[Coordinate annotation lines]
● ● ● ● ●

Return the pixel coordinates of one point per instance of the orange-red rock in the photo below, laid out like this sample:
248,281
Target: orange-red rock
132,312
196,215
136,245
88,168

● ● ● ● ●

[Instructions for the task]
Please turn the lines above into a numbered list, skipping any blank lines.

[Exercise output]
1. Return the pixel coordinates of one point per instance of the orange-red rock in the photo below, laid out like this sample:
2. 248,281
3. Target: orange-red rock
4. 132,312
5. 196,215
6. 136,245
7. 88,168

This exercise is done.